• **Richiesta A**
Riassumi in due frasi il comunicato sulla sostenibilità.
---------- Testo fornito ----------
[04/03/2008] Comunicati

Sul "dovere" della sostenibilità

AREZZO. “Lo stato faccia quello che i cittadini non possono fare”. ”Il traguardo della crescita è senza colorazione politica”. Il resto, tutto il resto, sono ubbie conservatrici delle quali prima ce ne sbarazziamo e meglio è! Il decalogo confindustriale si presenta alle elezioni e agli elettori come la vera interpretazione della modernità. Un dibattito elettorale così provinciale e novecentesco è francamente desolante e disarmante.

Ma come, alcune multinazionali americane di fronte al combinato disposto del global marketing e del global warming reclamano regole e governance dichiarando esplicitamente che le regole (e quindi lo stato) deve venire prima a dettare la rotta e non dopo perché altrimenti non ci sarebbe certezza degli investimenti da fare, e le classi dirigenti nostre sono ancora alla stucchevole ottocentesca disputa di meno stato più mercato?

Ma come, Sir. Nicholas Stern ( Vicepresidente della Banca Mondiale, non Vicepresidente del Centro sociale “Assalti frontali”) avverte che se la politica non interviene (lei e prima…) a piegare l’economia verso la sostenibilità, si rischia tutti di segare proprio il ramo della crescita sul quale siamo seduti e il dibattito elettorale (auspice i venti di recessione provenienti dall’america) è tutto sguinzagliato su chi fa (farebbe ) meglio la stessa cosa (ovvero e appunto: crescere)?

Ma come, l’Ipcc ha oramai sfondato il muro degli scettici di professione sugli effetti dei cambiamenti climatici, tanto da ricevere il Nobel insieme ad Al Gore, evidenziando e quantificando i guasti economici prima ancora che ecologici che sono già in atto, e in un passaggio importante come quello elettorale Italiano si continua a non vedere la questione della sostenibilità e a considerare quella ambientale come un orpello?
---------- Record forniti ----------
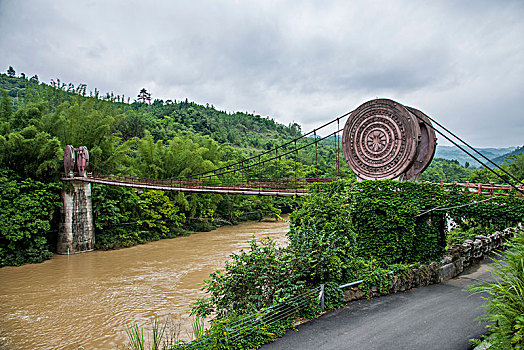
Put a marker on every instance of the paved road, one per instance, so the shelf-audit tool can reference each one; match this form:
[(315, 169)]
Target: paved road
[(440, 316)]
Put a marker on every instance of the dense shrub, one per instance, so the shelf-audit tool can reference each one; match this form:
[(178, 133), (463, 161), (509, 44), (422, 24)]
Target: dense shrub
[(505, 298), (27, 208), (380, 219), (344, 231)]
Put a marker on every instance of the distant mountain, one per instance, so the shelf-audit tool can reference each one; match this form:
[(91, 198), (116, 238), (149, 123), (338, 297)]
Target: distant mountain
[(499, 160), (494, 154)]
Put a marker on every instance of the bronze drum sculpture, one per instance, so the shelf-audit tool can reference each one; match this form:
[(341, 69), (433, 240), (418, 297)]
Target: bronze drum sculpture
[(383, 139)]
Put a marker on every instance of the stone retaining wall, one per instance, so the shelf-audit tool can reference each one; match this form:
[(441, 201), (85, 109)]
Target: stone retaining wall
[(452, 264)]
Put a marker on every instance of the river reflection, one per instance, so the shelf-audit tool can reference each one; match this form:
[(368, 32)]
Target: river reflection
[(85, 299)]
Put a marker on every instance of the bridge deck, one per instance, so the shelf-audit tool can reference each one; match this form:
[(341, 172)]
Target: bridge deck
[(258, 189)]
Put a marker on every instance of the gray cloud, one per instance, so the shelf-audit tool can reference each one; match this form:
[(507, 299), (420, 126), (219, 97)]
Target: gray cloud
[(461, 62)]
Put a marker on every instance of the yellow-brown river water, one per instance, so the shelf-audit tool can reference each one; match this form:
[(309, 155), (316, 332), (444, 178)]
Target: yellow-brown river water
[(84, 300)]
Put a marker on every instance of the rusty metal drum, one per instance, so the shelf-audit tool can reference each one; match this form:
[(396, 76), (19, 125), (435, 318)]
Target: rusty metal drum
[(69, 159), (426, 147), (82, 159), (380, 139)]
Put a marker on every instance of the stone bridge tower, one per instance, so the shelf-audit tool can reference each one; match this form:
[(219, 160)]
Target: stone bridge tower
[(76, 232)]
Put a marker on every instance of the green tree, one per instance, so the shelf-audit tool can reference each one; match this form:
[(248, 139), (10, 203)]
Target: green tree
[(11, 71), (144, 96)]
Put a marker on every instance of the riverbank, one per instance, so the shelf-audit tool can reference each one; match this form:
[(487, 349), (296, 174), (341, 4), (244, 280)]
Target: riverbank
[(85, 299), (440, 316)]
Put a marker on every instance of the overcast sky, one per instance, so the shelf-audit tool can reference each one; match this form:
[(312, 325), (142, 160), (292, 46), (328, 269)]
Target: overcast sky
[(461, 62)]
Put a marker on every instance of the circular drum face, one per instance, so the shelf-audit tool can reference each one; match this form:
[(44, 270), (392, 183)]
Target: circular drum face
[(380, 139)]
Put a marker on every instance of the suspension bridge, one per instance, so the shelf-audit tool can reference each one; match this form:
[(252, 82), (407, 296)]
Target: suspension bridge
[(381, 139)]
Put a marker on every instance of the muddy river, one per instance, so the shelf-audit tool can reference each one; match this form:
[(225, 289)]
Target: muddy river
[(84, 300)]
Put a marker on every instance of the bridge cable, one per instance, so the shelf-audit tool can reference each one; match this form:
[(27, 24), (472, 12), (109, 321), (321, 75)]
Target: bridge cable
[(276, 157), (472, 148), (280, 146), (475, 158), (455, 207)]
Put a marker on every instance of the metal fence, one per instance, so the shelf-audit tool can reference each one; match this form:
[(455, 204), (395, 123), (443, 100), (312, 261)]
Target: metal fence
[(238, 329)]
----------
• **Richiesta B**
Per favore, ricopia le righe dei record comprese tra quella che contiene "Put a marker on every instance of the rusty" e quella che contiene "[(11, 71), (144, 96)]", entrambe incluse.

• **Risultato corretto A**
Il comunicato giudica desolante un dibattito elettorale che, sulla linea del decalogo confindustriale, resta fermo alla disputa tra meno stato e più mercato e ruota tutto intorno alla crescita. Gli contrappone le multinazionali americane che chiedono regole, l'avvertimento di Nicholas Stern sulla necessità che la politica orienti l'economia verso la sostenibilità e l'Ipcc, premiato con il Nobel insieme ad Al Gore, mentre in Italia la questione ambientale continua a essere considerata un orpello.

• **Risultato corretto B**
Put a marker on every instance of the rusty metal drum, one per instance, so the shelf-audit tool can reference each one; match this form:
[(396, 76), (19, 125), (435, 318)]
Target: rusty metal drum
[(69, 159), (426, 147), (82, 159), (380, 139)]
Put a marker on every instance of the stone bridge tower, one per instance, so the shelf-audit tool can reference each one; match this form:
[(219, 160)]
Target: stone bridge tower
[(76, 232)]
Put a marker on every instance of the green tree, one per instance, so the shelf-audit tool can reference each one; match this form:
[(248, 139), (10, 203)]
Target: green tree
[(11, 71), (144, 96)]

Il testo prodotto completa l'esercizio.